Data entries:
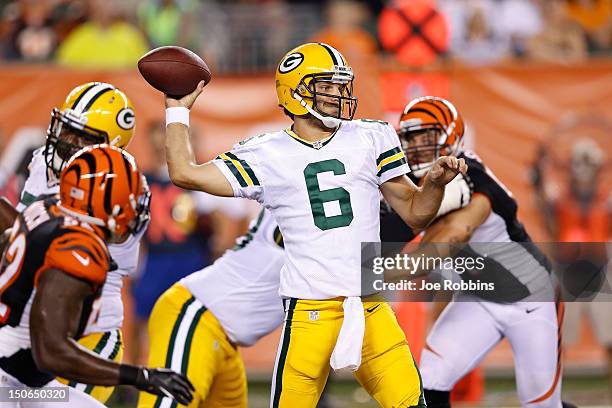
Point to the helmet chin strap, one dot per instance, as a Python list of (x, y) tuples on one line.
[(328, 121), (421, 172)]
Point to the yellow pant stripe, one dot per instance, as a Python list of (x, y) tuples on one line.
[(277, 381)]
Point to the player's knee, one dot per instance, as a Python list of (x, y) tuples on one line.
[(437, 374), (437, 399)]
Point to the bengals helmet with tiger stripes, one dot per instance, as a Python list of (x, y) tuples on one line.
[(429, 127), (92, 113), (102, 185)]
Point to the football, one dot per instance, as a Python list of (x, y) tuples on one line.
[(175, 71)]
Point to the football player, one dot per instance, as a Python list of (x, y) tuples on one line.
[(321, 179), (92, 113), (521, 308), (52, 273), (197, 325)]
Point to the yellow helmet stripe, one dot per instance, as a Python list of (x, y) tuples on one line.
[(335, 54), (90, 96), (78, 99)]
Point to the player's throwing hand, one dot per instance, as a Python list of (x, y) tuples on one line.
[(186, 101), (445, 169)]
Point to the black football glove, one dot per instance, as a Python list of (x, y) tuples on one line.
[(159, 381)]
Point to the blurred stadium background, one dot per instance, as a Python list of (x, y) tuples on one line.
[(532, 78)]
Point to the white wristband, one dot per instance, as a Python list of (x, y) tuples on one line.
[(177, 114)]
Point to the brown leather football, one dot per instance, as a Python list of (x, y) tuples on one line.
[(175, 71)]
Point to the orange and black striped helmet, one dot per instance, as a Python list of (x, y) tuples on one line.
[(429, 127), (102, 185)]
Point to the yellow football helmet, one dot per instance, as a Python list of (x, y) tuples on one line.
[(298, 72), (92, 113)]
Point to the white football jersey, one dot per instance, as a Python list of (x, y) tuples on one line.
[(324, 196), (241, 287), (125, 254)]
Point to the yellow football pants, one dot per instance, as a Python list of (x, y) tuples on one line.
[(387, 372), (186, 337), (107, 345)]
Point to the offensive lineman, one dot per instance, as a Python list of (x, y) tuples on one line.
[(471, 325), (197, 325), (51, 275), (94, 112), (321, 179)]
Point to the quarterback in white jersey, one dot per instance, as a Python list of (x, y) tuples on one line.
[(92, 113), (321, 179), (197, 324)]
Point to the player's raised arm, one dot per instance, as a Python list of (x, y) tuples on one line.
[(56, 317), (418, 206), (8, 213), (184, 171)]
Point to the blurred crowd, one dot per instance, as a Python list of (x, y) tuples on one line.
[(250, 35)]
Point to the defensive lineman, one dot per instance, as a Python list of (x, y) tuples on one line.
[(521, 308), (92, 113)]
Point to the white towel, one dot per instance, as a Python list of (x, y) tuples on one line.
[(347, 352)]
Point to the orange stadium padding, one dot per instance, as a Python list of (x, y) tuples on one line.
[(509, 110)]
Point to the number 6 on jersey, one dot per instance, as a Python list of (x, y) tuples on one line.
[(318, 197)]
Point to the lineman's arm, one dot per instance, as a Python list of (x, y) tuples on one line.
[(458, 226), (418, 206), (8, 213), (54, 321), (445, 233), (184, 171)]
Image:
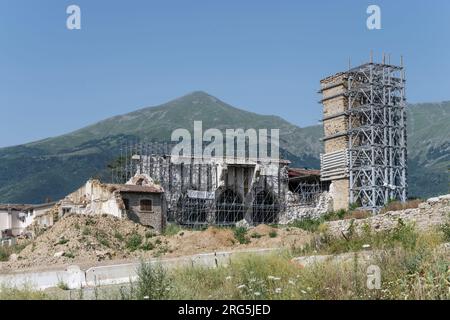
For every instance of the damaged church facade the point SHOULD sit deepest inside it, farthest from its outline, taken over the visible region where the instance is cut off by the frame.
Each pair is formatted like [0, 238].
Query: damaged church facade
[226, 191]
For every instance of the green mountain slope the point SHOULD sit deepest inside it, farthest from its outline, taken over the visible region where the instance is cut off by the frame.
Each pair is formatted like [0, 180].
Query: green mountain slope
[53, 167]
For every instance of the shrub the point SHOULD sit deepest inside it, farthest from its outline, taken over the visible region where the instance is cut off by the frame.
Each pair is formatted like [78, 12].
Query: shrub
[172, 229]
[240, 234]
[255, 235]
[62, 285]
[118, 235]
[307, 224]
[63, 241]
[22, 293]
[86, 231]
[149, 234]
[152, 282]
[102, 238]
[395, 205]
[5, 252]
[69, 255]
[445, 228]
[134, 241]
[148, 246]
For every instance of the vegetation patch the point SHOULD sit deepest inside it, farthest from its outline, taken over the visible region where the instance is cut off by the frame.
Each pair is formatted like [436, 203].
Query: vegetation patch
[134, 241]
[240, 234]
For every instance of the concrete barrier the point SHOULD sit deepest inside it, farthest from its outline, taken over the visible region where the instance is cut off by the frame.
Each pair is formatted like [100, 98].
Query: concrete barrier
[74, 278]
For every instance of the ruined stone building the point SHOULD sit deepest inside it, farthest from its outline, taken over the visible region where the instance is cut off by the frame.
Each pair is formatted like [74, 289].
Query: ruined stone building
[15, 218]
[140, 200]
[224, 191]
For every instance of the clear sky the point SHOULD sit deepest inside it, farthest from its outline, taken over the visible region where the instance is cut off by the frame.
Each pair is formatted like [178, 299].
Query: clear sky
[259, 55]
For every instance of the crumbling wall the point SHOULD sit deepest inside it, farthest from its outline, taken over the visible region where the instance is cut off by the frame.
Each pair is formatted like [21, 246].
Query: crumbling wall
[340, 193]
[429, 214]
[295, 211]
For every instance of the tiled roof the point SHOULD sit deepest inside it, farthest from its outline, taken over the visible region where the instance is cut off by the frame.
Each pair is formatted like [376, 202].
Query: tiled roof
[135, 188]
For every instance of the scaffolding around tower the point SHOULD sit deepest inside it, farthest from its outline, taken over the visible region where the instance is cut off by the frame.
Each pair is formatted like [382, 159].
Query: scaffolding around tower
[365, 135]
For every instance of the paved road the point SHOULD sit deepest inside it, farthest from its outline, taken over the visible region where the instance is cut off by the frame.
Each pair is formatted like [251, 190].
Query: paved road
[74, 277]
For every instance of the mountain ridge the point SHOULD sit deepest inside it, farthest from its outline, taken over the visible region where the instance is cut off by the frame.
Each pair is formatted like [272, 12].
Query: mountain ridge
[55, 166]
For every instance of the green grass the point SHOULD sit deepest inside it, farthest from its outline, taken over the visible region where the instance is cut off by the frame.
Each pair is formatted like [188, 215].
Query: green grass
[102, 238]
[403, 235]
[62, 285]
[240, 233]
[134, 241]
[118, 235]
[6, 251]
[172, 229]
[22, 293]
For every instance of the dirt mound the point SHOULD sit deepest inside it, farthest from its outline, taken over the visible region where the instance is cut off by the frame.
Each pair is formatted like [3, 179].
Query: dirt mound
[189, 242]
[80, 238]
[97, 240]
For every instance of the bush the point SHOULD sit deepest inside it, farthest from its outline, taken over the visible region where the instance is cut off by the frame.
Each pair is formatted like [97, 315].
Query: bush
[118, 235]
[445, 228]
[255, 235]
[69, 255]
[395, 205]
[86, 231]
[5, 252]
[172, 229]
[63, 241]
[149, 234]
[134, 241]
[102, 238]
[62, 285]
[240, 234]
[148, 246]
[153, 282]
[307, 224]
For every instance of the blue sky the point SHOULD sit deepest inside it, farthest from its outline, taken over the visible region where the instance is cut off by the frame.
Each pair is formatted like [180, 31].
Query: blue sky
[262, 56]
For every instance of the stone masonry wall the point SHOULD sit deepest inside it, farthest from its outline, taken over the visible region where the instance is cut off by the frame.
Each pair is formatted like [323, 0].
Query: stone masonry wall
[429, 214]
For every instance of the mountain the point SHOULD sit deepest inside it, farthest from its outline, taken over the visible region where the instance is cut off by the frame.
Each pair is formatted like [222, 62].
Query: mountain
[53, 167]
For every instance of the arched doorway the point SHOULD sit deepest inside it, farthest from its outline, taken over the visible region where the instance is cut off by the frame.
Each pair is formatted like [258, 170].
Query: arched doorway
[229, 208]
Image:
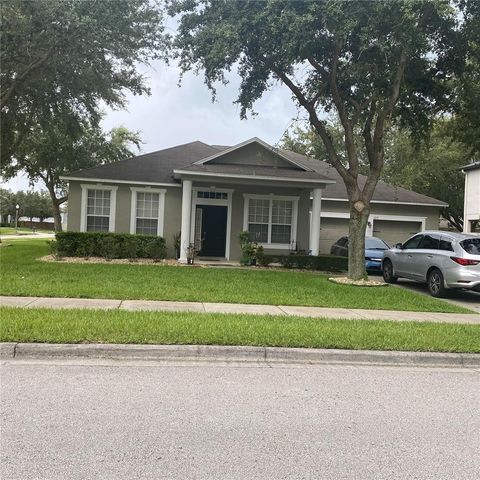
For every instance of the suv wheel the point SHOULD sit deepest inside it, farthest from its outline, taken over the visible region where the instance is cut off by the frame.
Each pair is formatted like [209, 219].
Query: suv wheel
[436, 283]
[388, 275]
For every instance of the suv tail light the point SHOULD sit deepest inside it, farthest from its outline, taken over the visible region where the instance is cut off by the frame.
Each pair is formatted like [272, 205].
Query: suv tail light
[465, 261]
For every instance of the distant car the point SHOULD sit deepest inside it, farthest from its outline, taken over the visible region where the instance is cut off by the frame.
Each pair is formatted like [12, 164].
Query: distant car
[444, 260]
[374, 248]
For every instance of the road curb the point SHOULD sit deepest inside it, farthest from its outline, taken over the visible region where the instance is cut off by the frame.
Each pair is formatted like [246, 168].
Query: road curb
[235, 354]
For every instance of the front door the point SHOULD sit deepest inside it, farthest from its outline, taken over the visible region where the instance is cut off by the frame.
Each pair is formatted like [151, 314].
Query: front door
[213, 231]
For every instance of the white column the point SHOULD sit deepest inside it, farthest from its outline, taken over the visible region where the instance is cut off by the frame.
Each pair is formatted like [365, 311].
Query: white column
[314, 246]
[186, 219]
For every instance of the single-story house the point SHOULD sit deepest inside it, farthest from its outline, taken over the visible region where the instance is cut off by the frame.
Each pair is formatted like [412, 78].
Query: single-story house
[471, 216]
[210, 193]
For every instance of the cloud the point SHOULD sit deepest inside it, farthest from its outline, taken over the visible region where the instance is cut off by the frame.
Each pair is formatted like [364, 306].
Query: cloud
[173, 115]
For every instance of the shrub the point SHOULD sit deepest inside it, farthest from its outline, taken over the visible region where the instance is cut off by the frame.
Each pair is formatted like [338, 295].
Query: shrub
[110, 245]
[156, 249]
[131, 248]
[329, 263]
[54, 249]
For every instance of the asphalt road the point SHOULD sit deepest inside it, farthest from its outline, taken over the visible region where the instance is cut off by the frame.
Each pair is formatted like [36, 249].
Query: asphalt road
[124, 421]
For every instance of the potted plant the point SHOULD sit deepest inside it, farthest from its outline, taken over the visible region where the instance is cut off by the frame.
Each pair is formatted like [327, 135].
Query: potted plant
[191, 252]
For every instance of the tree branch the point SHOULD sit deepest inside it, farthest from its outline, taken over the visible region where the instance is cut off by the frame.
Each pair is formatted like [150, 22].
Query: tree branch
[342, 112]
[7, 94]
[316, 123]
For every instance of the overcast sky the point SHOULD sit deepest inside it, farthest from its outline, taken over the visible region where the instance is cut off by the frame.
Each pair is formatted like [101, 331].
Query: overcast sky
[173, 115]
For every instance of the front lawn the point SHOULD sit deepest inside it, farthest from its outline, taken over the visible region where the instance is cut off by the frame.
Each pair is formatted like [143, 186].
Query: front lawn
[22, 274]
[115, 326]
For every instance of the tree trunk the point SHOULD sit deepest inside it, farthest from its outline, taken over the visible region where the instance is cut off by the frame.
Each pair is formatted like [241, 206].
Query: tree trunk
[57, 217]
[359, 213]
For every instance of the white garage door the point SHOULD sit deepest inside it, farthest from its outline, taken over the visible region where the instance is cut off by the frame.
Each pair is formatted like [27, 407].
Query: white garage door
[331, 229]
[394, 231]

What you need to do: Copy the lines above word for word, starting at the line that contains "Point to the bengals" and ending at the line that contains "[(321, 179), (92, 113), (521, 308), (52, 273), (197, 325)]".

The output:
Point to the bengals helmet with tiger stripes, one dot per instance, as a Python list of (x, y) tuples on one line.
[(429, 127), (92, 113), (102, 185)]
Point to the football, one dot per instance, as a Python list of (x, y) tuples on one line.
[(175, 71)]
Point to the football player, one dot per instance, as a Python list of (x, y) tuples on one line.
[(321, 179), (92, 113), (521, 308), (52, 273), (197, 325)]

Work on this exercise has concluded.